» **Work required**: All entries must be extracted exactly, with nothing added or dropped.

:: Provided data ::

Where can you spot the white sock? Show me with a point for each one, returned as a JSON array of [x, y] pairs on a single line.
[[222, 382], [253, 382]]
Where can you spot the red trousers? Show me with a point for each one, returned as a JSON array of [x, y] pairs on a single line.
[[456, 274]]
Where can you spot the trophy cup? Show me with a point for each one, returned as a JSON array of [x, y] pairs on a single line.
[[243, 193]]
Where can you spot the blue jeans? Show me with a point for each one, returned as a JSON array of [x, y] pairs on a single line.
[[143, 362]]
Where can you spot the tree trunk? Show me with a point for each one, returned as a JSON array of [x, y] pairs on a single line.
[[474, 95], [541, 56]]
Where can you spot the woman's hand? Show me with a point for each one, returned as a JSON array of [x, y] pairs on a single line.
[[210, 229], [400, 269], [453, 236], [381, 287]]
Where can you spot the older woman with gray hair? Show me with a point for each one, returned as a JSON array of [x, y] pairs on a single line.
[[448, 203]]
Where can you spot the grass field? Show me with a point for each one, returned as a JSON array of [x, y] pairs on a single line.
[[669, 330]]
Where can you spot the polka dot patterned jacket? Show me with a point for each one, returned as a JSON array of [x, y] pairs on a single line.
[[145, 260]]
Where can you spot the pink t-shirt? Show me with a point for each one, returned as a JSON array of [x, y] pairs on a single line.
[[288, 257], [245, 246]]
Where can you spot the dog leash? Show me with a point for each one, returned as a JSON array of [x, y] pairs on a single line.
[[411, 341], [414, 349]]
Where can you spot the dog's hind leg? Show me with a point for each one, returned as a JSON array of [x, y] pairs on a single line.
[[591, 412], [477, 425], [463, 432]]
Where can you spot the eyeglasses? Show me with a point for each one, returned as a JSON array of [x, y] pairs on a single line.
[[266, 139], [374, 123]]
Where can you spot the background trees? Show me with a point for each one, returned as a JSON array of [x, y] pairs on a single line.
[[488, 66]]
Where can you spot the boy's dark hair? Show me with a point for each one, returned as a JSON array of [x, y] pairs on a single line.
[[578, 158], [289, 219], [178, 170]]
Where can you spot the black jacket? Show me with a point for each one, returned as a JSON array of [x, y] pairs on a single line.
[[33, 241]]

:::

» **Solution below**:
Where can you spot the white sock? Show me with a point for each one, returned as a JSON array of [x, y] pairs on a single line.
[[222, 382], [253, 382]]
Where can you spot the red trousers? Show me with a point for each one, returned as a JSON array of [x, y] pairs on a single line.
[[456, 274]]
Where can you spot the trophy cup? Show me with a point for each one, returned as a JSON array of [x, y] pairs on a single line.
[[243, 193]]
Where can you spot the blue jeans? Show me with a point for each one, returned as a JSON array of [x, y] pairs on a single line.
[[143, 362]]
Where can you spot the tree trunk? Show me with a point for each one, returned as a JSON array of [x, y] pairs on a single line.
[[474, 95], [541, 56]]
Where can you spot the woman's hand? Show me with a point for each one, returned as a JSON array of [x, y] pairs on a single line.
[[210, 229], [400, 269], [453, 236], [381, 287]]
Where can you spot the older woman with gray hair? Show me with a point for each one, returned as a JSON array of [x, y] pairs on a single line.
[[448, 203]]
Where can you spot the grass field? Show me with a point for each one, returned as a JSON array of [x, y] pairs on a single line.
[[669, 330]]
Where can you spot the polka dot patterned jacket? Show me with a point for each one, returned as a JSON array of [x, y] pairs on a single line.
[[145, 260]]
Where can you spot the pink t-shirt? Show me with a point for each one, returned as a JSON array of [x, y] pairs on a single line.
[[288, 257], [245, 246]]
Where can you spot the dog leash? Show me with a point for each one, returned as a JSON array of [x, y] pairs on a single line.
[[411, 341], [414, 349]]
Where can you spot the dog's hind leg? Show me with a point for each one, returned as a JSON array of [x, y] pairs on a single line.
[[591, 412], [477, 425], [463, 432]]
Where can you spot the eyeglasses? Show me with a point for each one, returned as a JSON array of [x, y] pairs on a single line.
[[266, 139], [374, 123]]
Where can you spot the background trees? Show me with a point for each one, returned as a JSON array of [x, y] pairs on a single line.
[[488, 66]]
Where can you spot the boy's dark hair? Show me with a point for each one, returned as a JSON array of [x, y] pairs on a single line.
[[578, 158], [289, 219], [178, 170]]
Where can you spot the black jacket? Show me with a point for each one, returned as a JSON array of [x, y] pairs on a single line.
[[33, 241]]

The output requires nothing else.